__WHAT YOU SHOULD DO__: Each line of the listing that contains "Target" should be found and copied.

__DATASET RECORDS__:
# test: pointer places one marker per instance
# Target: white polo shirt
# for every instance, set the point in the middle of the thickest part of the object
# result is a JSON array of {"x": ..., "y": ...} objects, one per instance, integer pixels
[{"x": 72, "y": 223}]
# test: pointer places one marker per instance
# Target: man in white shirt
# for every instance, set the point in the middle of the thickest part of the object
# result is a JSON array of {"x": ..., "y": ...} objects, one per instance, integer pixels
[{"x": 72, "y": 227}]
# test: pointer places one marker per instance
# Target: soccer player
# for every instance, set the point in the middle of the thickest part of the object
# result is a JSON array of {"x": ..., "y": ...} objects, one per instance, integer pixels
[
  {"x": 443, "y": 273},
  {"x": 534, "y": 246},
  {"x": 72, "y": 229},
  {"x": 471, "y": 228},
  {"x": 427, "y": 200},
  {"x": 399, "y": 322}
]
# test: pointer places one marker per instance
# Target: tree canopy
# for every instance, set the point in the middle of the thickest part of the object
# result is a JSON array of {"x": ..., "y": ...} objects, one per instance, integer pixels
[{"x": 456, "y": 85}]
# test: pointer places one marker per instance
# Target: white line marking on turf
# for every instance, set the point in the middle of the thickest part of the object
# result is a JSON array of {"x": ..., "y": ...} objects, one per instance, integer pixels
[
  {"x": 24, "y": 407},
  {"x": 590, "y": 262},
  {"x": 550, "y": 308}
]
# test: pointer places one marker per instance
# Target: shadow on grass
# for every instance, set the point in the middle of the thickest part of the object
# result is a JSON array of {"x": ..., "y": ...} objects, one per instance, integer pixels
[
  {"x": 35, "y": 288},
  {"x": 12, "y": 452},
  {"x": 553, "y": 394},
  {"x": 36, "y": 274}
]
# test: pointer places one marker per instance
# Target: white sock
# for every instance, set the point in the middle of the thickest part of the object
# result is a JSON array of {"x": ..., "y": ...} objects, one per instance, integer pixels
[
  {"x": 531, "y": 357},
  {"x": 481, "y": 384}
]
--
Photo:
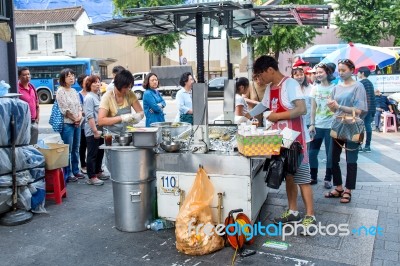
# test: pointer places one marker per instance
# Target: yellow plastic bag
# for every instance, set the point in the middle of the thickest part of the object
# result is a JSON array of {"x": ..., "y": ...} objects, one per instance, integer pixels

__SOLUTION__:
# Target: white polo shirt
# Target: man in white shirt
# Target: soccer player
# Target: tree canopy
# Target: white line marking on turf
# Target: shadow on grass
# Target: white sock
# Target: yellow plastic bag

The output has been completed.